**The request**
Reproduce the listing below line for line with no changes, omitting the pictures.

**Supplied information**
-.-.-

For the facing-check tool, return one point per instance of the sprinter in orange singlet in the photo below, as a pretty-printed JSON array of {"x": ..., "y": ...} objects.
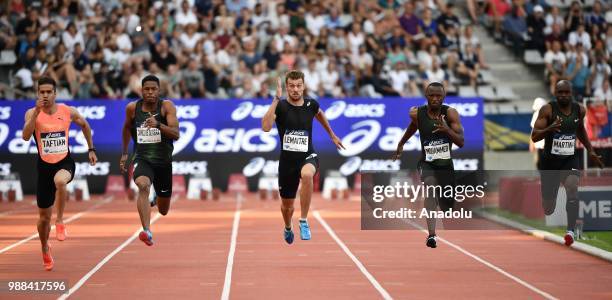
[{"x": 49, "y": 123}]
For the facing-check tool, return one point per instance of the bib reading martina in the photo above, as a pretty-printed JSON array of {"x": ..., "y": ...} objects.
[{"x": 51, "y": 134}]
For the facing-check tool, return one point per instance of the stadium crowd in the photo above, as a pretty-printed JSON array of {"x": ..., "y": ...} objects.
[
  {"x": 236, "y": 48},
  {"x": 575, "y": 40}
]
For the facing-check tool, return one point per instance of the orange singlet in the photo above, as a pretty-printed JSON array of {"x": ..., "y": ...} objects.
[{"x": 51, "y": 134}]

-.-.-

**Response to the exercise**
For the facing-check tool, return one point per instance of the sprinter in orange singlet in the photo below, as a pretty-printed JSON array of {"x": ..., "y": ...} objects.
[{"x": 49, "y": 123}]
For the facing-check tool, return one point per instance of the bib reading martina in the photo above, as a pretty-printed JSON array of {"x": ..., "y": ...} objects.
[{"x": 51, "y": 134}]
For the facing-check tool, return one point per instance of the stadium crowd in the photo above, as a pretty-printed JSON array of {"x": ..., "y": ...} objects.
[
  {"x": 236, "y": 48},
  {"x": 575, "y": 40}
]
For the facing-check tool, return one point per instance of the orange singlet in the photo above, as a pretty-printed JSON array of {"x": ..., "y": ...} objects.
[{"x": 51, "y": 134}]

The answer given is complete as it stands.